**Selection:**
# Moving to new house LAN or DECA?



## jgmiller31 (Jun 14, 2009)

I've got 3 DVR's and a receiver setup for MRV on my LAN. It's worked great since the beta program but now we're moving. The new house isn't wired for network and frankly the coax installation is pretty bad so I'm probably going to have to rewrite. I figure if I'm running coax I might as well run Cat5.

When I move the service I'm sure the installer will want to install DECA. My question is should I fight him or just go with it? I'm a LAN tech so maintaining the installation has never been a problem and won't be one but if there's not downside to DECA or upside to LAN then I might just go with the path of least resistance and let them do it.

Any thoughts?


----------



## Stuart Sweet (Jun 19, 2006)

Coax networking, or DECA as you call it, is smooth and maintenance free. I understand that Ethernet is no problem for you but why even worry about it.


----------



## veryoldschool (Dec 10, 2006)

jgmiller31 said:


> Any thoughts?


I've been solely DECA for years and there isn't any downside.
The receivers can check the networking in their system test so there's a plus for the status.
I moved a year or so back and since I needed coax for the receivers, there isn't any need for ethernet as I'm using WiFi for what it used to do.


----------



## Rtm (Oct 18, 2011)

Upside is Cat5,5e,6 seems to be a little quicker when fast forwarding and such less Please Wait.... messages. But they're about the same


----------



## veryoldschool (Dec 10, 2006)

Rtm said:


> Upside is Cat5,5e,6 seems to be a little quicker when fast forwarding and such less Please Wait.... messages. But they're about the same


Having gone from Cat5 to DECA, I didn't see this, so I do question "a little quicker". My FF seems just as quick, but I mostly use the 30skip and it's instantaneous.


----------



## RunnerFL (Jan 5, 2006)

Go with Coax/DECA, take the traffic from the DVRs off your LAN.


----------



## Stuart Sweet (Jun 19, 2006)

Rtm said:


> Upside is Cat5,5e,6 seems to be a little quicker when fast forwarding and such less Please Wait.... messages. But they're about the same


I have to disagree with this statement, in fact a properly set up coax network should give you better video transport, especially if the router is doing something else like streaming netflix.


----------



## BAHitman (Oct 24, 2007)

**Data entries:**
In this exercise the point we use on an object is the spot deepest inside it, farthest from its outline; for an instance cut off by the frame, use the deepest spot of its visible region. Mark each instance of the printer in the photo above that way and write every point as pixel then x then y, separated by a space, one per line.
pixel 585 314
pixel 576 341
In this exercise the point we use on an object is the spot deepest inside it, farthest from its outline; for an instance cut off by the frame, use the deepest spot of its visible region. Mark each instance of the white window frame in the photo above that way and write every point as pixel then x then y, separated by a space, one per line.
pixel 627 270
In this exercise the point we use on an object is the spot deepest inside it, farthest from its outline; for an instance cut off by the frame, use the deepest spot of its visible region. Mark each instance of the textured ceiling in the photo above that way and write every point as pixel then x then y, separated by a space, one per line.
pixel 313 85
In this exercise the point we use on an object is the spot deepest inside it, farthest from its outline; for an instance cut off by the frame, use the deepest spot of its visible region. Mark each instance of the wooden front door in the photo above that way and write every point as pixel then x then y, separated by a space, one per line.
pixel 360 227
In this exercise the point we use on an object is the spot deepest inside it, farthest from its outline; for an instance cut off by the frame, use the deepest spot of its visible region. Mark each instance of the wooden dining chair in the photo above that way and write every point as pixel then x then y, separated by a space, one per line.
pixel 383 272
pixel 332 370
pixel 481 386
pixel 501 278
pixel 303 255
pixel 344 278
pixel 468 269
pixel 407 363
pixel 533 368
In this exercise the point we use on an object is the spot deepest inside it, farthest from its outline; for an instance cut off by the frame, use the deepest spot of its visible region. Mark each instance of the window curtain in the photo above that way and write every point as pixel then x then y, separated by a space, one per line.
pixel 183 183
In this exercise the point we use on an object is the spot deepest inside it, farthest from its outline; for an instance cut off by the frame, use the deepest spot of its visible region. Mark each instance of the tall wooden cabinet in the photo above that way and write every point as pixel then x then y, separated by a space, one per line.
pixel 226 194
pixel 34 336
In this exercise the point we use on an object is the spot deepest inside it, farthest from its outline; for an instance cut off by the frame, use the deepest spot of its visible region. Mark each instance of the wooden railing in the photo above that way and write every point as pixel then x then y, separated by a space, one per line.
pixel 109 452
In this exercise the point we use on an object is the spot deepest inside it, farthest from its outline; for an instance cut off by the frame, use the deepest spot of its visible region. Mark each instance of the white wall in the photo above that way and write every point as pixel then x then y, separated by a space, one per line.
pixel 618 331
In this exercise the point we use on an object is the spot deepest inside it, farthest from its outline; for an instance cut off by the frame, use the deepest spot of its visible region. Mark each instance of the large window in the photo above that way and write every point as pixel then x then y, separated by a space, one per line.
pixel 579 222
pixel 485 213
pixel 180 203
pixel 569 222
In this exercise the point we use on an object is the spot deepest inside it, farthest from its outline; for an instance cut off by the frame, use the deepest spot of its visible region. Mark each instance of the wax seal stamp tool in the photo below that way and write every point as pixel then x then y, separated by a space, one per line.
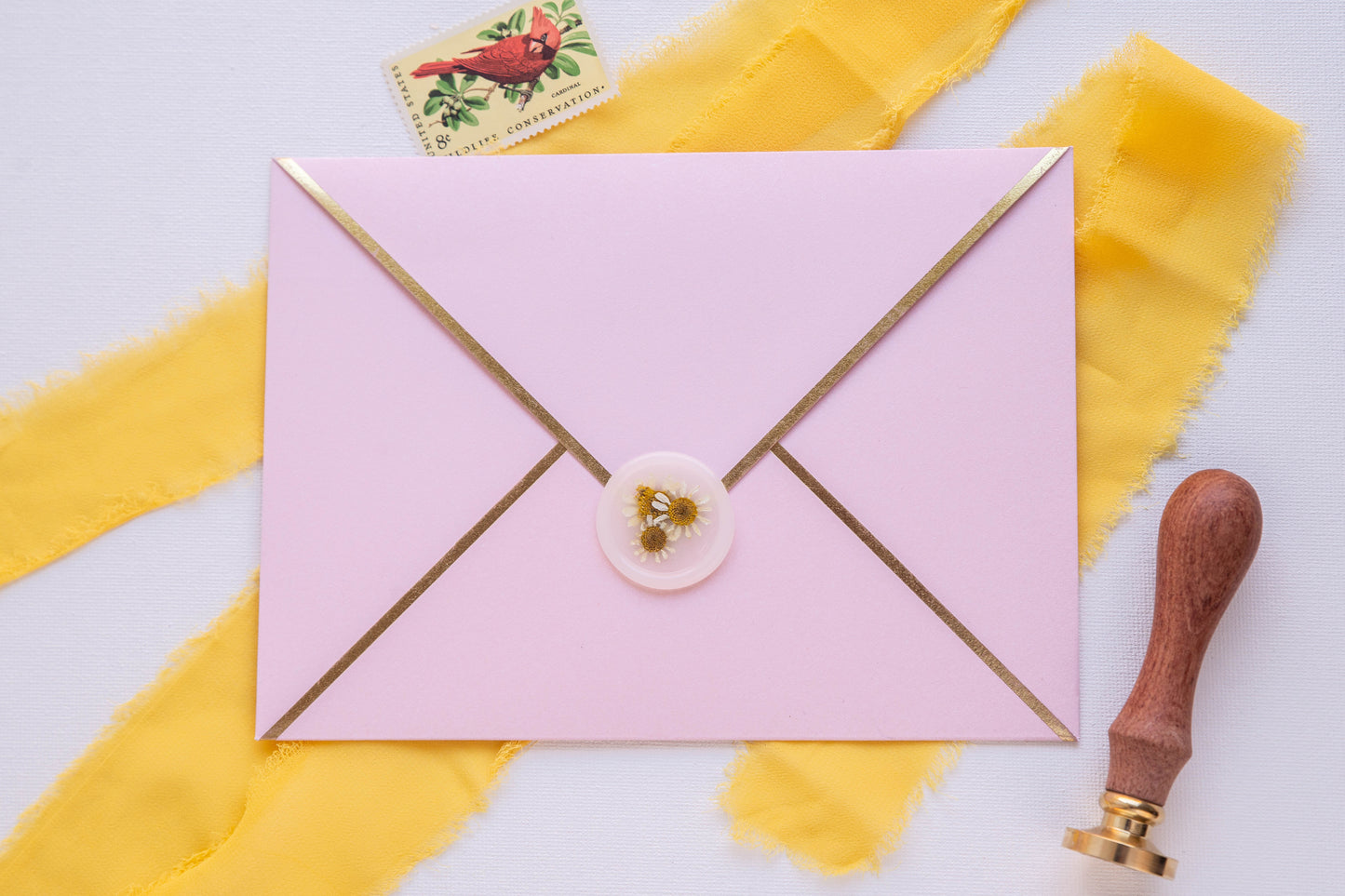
pixel 1206 540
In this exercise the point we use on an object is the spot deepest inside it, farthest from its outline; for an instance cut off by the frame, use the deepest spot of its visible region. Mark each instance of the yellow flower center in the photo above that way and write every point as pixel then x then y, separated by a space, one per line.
pixel 653 540
pixel 682 512
pixel 644 501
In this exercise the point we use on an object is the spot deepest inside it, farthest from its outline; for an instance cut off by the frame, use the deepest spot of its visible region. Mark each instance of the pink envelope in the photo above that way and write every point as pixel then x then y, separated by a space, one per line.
pixel 906 557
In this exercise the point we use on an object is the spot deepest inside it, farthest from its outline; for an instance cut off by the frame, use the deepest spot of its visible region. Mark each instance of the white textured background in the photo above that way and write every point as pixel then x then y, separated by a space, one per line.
pixel 133 145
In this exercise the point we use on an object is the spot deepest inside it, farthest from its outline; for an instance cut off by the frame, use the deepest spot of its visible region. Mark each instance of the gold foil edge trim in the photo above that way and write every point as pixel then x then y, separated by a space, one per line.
pixel 891 319
pixel 413 594
pixel 945 615
pixel 446 319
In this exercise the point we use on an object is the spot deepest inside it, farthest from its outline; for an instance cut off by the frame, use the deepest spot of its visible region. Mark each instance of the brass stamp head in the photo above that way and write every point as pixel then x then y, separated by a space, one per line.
pixel 1121 838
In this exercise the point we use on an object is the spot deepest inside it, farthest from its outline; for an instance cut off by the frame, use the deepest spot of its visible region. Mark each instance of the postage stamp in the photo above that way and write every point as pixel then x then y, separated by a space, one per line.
pixel 499 80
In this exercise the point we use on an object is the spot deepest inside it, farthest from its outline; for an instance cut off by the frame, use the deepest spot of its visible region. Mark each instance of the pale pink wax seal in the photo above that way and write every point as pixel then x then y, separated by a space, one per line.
pixel 665 521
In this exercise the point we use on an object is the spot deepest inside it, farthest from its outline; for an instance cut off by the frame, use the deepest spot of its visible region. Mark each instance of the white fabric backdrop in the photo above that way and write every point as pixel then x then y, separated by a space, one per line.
pixel 133 150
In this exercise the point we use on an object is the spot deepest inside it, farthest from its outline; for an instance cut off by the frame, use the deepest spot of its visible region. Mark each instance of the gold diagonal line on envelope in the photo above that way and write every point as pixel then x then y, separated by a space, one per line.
pixel 891 319
pixel 922 594
pixel 446 319
pixel 414 592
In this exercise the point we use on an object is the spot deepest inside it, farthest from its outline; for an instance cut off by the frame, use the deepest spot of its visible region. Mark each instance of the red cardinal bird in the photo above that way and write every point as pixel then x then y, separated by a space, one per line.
pixel 518 60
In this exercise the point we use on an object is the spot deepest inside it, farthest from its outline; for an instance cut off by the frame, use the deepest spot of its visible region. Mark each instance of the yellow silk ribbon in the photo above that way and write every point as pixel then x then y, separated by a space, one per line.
pixel 245 817
pixel 1177 183
pixel 177 796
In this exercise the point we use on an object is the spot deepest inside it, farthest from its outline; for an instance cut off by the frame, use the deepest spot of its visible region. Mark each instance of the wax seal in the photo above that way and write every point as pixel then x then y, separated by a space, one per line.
pixel 1206 540
pixel 665 521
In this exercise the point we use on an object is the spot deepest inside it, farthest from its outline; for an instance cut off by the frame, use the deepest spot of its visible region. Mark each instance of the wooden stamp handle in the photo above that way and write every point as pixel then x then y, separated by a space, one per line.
pixel 1206 540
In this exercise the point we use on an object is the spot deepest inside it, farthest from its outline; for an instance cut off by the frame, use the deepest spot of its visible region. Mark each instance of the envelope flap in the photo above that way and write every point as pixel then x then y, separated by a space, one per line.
pixel 365 401
pixel 677 301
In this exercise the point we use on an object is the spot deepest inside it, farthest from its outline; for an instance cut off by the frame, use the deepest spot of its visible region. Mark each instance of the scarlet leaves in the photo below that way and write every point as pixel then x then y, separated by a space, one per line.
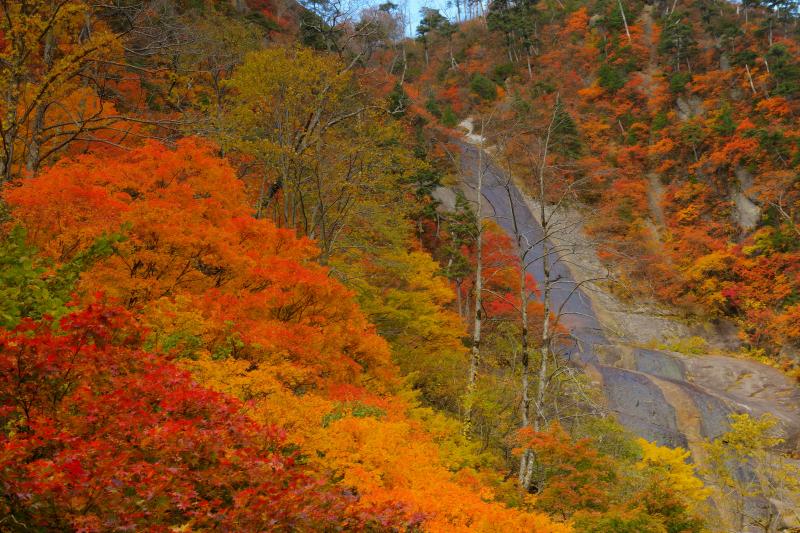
pixel 101 435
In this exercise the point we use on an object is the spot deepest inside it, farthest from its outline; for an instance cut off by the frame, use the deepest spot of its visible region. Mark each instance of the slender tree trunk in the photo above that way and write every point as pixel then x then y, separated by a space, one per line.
pixel 624 20
pixel 32 163
pixel 526 473
pixel 475 352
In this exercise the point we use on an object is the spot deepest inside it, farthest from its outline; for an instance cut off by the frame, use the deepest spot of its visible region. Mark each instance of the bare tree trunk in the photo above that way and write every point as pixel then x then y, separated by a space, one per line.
pixel 526 465
pixel 475 352
pixel 624 20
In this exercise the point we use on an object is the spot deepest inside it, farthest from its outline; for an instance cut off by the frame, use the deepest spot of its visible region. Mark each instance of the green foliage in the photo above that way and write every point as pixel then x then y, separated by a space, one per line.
pixel 619 521
pixel 724 123
pixel 566 137
pixel 30 287
pixel 483 87
pixel 501 72
pixel 398 101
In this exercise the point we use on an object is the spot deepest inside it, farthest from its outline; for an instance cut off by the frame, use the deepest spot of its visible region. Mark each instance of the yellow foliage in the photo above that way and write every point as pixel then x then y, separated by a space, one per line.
pixel 671 464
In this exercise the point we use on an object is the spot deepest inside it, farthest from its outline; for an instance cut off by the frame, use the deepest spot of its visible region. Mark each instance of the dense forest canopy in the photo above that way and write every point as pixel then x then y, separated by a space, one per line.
pixel 251 280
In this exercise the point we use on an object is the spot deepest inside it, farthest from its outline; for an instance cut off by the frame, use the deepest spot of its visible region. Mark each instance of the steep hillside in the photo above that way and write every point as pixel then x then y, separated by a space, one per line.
pixel 685 145
pixel 247 283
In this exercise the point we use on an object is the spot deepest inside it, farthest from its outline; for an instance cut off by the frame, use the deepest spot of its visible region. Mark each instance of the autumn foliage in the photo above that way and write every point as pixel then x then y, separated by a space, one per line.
pixel 246 308
pixel 100 434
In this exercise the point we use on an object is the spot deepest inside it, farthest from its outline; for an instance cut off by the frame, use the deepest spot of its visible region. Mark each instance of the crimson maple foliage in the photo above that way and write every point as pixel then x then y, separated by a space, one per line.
pixel 99 434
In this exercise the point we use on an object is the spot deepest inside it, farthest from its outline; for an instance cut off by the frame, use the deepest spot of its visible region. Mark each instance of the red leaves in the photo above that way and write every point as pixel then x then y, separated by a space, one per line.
pixel 100 435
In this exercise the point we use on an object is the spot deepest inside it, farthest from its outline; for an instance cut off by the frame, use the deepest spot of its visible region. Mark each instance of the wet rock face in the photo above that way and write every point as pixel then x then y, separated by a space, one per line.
pixel 746 212
pixel 664 396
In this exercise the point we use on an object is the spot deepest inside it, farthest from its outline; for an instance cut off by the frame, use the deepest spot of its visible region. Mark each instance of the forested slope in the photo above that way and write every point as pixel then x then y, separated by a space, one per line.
pixel 230 299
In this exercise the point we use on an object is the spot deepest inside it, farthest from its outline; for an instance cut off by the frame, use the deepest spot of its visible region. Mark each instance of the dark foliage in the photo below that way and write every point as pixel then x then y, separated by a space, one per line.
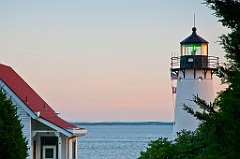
pixel 12 143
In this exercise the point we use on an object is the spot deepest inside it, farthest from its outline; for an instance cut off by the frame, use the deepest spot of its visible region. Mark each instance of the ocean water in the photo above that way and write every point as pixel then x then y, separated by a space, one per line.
pixel 119 141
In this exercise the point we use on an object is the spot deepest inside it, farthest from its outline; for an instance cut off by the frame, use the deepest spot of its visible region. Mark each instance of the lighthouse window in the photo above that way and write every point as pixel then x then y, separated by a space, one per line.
pixel 194 49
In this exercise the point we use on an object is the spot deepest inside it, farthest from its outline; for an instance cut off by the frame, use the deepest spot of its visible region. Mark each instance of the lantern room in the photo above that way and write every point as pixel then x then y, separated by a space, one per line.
pixel 194 52
pixel 194 45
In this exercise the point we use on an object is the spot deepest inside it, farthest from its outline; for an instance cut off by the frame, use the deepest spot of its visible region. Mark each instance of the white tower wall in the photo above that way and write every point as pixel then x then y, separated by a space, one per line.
pixel 201 85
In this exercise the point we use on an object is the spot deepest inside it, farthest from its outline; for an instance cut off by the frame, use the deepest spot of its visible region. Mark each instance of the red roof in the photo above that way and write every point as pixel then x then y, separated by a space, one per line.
pixel 30 97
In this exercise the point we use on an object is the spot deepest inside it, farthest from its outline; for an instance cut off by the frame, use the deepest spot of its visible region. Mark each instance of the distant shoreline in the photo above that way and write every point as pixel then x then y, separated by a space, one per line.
pixel 123 123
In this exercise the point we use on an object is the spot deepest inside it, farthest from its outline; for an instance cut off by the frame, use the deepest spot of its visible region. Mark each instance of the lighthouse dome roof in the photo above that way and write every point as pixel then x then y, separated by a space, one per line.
pixel 194 38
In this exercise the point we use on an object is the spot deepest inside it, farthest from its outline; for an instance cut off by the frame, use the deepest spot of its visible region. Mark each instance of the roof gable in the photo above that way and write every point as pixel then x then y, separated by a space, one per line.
pixel 31 99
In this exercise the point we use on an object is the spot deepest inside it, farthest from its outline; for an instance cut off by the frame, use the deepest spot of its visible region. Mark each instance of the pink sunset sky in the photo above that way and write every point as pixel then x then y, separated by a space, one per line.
pixel 102 60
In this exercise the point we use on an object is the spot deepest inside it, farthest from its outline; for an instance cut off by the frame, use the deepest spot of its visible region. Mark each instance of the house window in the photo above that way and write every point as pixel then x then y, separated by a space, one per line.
pixel 49 146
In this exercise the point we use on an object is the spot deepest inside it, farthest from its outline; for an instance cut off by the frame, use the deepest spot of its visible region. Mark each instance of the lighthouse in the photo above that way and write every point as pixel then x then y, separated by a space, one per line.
pixel 194 70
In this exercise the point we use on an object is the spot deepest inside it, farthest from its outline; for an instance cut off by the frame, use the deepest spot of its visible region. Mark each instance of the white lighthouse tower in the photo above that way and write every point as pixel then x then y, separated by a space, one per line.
pixel 194 69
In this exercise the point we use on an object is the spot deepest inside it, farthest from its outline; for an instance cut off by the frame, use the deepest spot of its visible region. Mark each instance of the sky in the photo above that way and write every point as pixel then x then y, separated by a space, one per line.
pixel 103 60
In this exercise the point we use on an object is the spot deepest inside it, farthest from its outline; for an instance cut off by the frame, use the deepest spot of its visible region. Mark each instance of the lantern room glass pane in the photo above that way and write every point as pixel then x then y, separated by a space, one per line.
pixel 194 49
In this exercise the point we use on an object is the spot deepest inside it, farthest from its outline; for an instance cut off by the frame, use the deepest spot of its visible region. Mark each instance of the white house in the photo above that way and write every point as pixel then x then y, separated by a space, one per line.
pixel 48 135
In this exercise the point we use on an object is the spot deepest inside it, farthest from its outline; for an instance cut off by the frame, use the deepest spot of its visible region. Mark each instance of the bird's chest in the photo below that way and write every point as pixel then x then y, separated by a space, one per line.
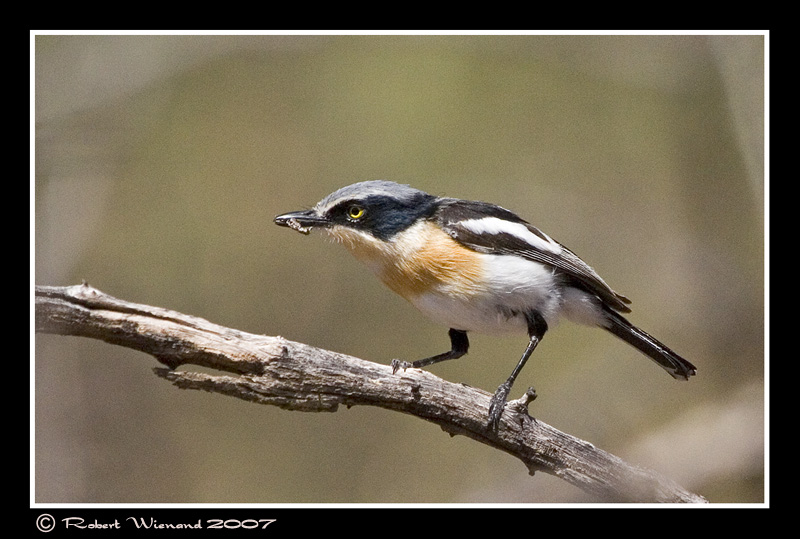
pixel 418 261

**Task instructions:**
**a.** In the thread on LAN versus DECA, condense the paragraph beginning "When I move the service" into a shorter version that keeps its main facts.
**b.** Extend the thread on LAN versus DECA from the point where it stops.
The lines have nothing to do with the forum thread.

**Exercise answers:**
**a.** The poster expects the installer to want DECA after the service move and asks whether to push back or accept it. As a LAN tech, the poster has no trouble with upkeep, so if DECA has no downside and LAN has no upside, the poster will likely take the easy route and let them install it.

**b.**
My network is half and half... and there is no difference between shows streamed between DECA clients, between Ethernet clients, or from one to the other... I'm slowly moving to DECA...

I would say the easiest would be to let the installer put in the DECA, then you can save your ethernet cabling for other devices... such as bluray players, etc...


----------



## lugnutathome (Apr 13, 2009)

If you are wiring do BOTH! But use Cat 5e or cat 6 for gigabit. Then use the coax for your Direct TV and your LAN for the BlueRay, PC, and various other network devices/appliances you may have or will have.

I run 8 DVRs, two HD receivers, plus an RVU device with 5 of the DVRS on my home LAN. All the others are on DECA. Still trying to find a balance to move all to DECA but I have line lengths out to nearly 200ft and some low signal issues. I am not normal (as most here would agree ).

The two network fabrics are bridged via a CCK and I cannot tell any difference between the two. I run traffic contained on one or the other as well as crossing between the two and see no operational differences.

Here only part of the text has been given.